▸ What is expected
Give every line of the records below as a numbered list. Skip the blank lines and leave the pictures out.

-- Input start --

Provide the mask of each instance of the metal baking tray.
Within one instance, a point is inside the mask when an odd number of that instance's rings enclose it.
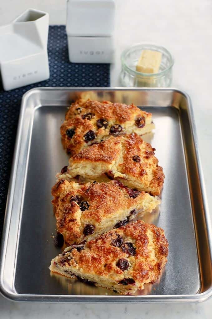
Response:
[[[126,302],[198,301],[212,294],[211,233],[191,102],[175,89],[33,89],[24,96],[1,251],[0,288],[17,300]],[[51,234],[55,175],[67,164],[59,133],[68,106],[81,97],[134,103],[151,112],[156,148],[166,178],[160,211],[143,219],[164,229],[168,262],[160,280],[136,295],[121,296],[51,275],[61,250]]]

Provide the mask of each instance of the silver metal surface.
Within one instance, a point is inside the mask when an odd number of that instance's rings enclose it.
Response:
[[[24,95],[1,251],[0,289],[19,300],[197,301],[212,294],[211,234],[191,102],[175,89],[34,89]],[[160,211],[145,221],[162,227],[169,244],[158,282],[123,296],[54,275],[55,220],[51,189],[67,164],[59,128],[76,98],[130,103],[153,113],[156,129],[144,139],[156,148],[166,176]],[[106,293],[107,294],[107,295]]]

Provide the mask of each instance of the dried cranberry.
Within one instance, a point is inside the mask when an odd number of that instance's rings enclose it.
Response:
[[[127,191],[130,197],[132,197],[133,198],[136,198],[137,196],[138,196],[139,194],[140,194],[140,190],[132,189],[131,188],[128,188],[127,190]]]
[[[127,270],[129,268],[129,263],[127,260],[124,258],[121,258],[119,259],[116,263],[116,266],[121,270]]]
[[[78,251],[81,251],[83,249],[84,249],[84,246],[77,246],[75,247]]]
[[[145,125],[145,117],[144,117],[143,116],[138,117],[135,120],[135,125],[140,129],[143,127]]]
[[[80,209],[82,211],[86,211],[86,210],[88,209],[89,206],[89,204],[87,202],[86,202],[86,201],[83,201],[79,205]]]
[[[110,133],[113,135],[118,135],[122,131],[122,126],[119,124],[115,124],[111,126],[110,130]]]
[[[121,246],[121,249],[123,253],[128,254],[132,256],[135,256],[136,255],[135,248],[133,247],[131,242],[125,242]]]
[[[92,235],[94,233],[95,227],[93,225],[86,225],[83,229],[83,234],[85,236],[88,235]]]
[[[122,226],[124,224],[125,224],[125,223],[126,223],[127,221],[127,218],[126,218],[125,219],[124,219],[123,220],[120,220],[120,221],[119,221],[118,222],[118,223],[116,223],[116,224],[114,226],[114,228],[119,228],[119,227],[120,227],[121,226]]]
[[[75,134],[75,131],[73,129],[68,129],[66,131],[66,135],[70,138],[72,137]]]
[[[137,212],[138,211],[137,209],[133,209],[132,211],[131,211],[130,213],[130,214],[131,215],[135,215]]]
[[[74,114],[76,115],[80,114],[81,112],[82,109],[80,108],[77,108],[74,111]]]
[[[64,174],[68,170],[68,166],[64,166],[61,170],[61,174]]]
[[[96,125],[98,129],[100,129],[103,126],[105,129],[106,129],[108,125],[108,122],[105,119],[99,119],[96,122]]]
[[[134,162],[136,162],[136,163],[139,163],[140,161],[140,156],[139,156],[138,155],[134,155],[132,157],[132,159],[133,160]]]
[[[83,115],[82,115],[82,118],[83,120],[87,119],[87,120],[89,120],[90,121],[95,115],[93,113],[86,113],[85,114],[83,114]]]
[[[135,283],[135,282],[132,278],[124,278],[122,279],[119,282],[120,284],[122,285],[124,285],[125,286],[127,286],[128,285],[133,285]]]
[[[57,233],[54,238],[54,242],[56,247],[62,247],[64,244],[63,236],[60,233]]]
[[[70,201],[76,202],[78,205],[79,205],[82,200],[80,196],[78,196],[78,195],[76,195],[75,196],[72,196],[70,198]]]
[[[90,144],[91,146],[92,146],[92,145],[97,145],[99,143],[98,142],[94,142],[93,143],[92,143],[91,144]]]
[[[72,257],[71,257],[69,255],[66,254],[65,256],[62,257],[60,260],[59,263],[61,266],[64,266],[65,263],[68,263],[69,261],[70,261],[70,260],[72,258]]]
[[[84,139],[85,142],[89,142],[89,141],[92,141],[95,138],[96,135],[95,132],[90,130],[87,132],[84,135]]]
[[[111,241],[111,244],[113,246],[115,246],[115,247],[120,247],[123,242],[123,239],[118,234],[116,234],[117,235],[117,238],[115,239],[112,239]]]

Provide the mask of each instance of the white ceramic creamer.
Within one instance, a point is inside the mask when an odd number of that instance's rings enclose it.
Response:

-- Input end --

▸ Result for this task
1. Provide the mask of each instance of the metal baking tray.
2. Within one instance, a point is inside the mask when an odd number of that instance's rings enclose it.
3. Response:
4. [[[126,302],[198,301],[212,294],[211,233],[191,102],[175,89],[33,89],[24,96],[1,251],[0,288],[17,300]],[[51,234],[55,175],[67,164],[59,133],[68,106],[81,97],[134,103],[151,112],[156,148],[166,178],[160,211],[143,219],[164,229],[168,262],[160,280],[136,295],[121,296],[51,275],[61,250]]]
5. Provide the mask of each instance of the silver metal surface.
6. Within one instance, a point is inside the mask when an odd number of that instance's rings enclose it.
7. Response:
8. [[[24,95],[1,251],[0,289],[19,300],[197,301],[212,294],[211,234],[191,102],[175,89],[34,89]],[[160,211],[145,221],[162,227],[169,244],[158,282],[123,296],[54,275],[55,220],[51,189],[67,164],[59,128],[76,98],[130,103],[153,113],[156,129],[144,139],[156,148],[166,176]],[[106,293],[107,294],[107,295]]]
9. Provide the mask of each instance of the dried cranberry.
10. Within one instance, a point is inside the mask when an odd number of that instance's rings enclose it.
11. Response:
12. [[[127,191],[130,197],[132,197],[133,198],[136,198],[137,196],[138,196],[139,194],[140,194],[140,190],[132,189],[131,188],[128,188],[127,190]]]
13. [[[127,270],[129,268],[129,263],[127,260],[124,258],[121,258],[119,259],[116,263],[116,266],[121,270]]]
14. [[[78,251],[81,251],[83,249],[84,249],[84,246],[77,246],[75,247]]]
15. [[[145,125],[145,117],[144,117],[143,116],[138,117],[135,120],[135,125],[140,129],[143,127]]]
16. [[[80,209],[82,211],[86,211],[86,210],[88,209],[89,206],[89,204],[87,202],[86,202],[86,201],[83,201],[79,205]]]
17. [[[110,133],[113,135],[118,135],[122,131],[122,126],[119,124],[115,124],[111,126],[110,130]]]
18. [[[121,246],[121,249],[123,253],[128,254],[132,256],[135,256],[136,255],[135,248],[133,247],[131,242],[125,242]]]
19. [[[92,235],[94,233],[95,227],[93,225],[86,225],[83,229],[83,234],[85,236],[88,235]]]
20. [[[122,226],[124,224],[125,224],[125,223],[126,223],[127,221],[127,218],[126,218],[125,219],[124,219],[123,220],[120,220],[120,221],[119,221],[118,222],[118,223],[116,223],[116,224],[114,226],[114,228],[119,228],[119,227],[120,227],[121,226]]]
21. [[[75,134],[75,131],[73,129],[68,129],[66,131],[66,135],[70,138],[72,137]]]
22. [[[137,212],[138,211],[137,209],[133,209],[132,211],[131,211],[130,213],[130,214],[131,215],[135,215]]]
23. [[[74,114],[76,115],[80,114],[81,112],[82,109],[80,108],[77,108],[74,111]]]
24. [[[64,174],[68,170],[68,166],[64,166],[61,170],[61,174]]]
25. [[[96,125],[98,129],[100,129],[103,126],[105,129],[106,129],[108,125],[108,122],[105,119],[99,119],[96,122]]]
26. [[[134,162],[136,162],[136,163],[139,163],[140,161],[140,156],[139,156],[138,155],[134,155],[132,157],[132,159],[133,160]]]
27. [[[83,115],[82,115],[82,118],[83,120],[87,119],[87,120],[89,120],[90,121],[95,115],[93,113],[86,113],[85,114],[83,114]]]
28. [[[135,283],[135,282],[132,278],[124,278],[122,279],[119,282],[120,284],[122,285],[124,285],[125,286],[127,286],[128,285],[133,285]]]
29. [[[57,233],[54,238],[54,242],[56,247],[62,247],[64,244],[63,236],[60,233]]]
30. [[[70,201],[76,202],[78,205],[79,205],[82,200],[80,196],[78,196],[78,195],[76,195],[75,196],[72,196],[70,198]]]
31. [[[90,144],[91,146],[92,146],[92,145],[97,145],[99,143],[98,142],[94,142],[93,143],[92,143],[91,144]]]
32. [[[72,257],[71,257],[69,255],[66,254],[65,256],[62,257],[60,260],[59,263],[61,266],[64,266],[65,263],[68,263],[69,261],[70,261],[70,260],[72,258]]]
33. [[[84,139],[85,142],[89,142],[89,141],[92,141],[95,138],[96,135],[95,132],[90,130],[87,132],[84,135]]]
34. [[[111,241],[111,244],[113,246],[115,246],[115,247],[120,247],[123,242],[123,239],[118,234],[116,234],[117,235],[117,238],[115,239],[112,239]]]
35. Provide the mask of each instance of the white ceramic creamer.
36. Within one instance, a point is inside the mask when an odd number of that instance's rings enclose it.
37. Response:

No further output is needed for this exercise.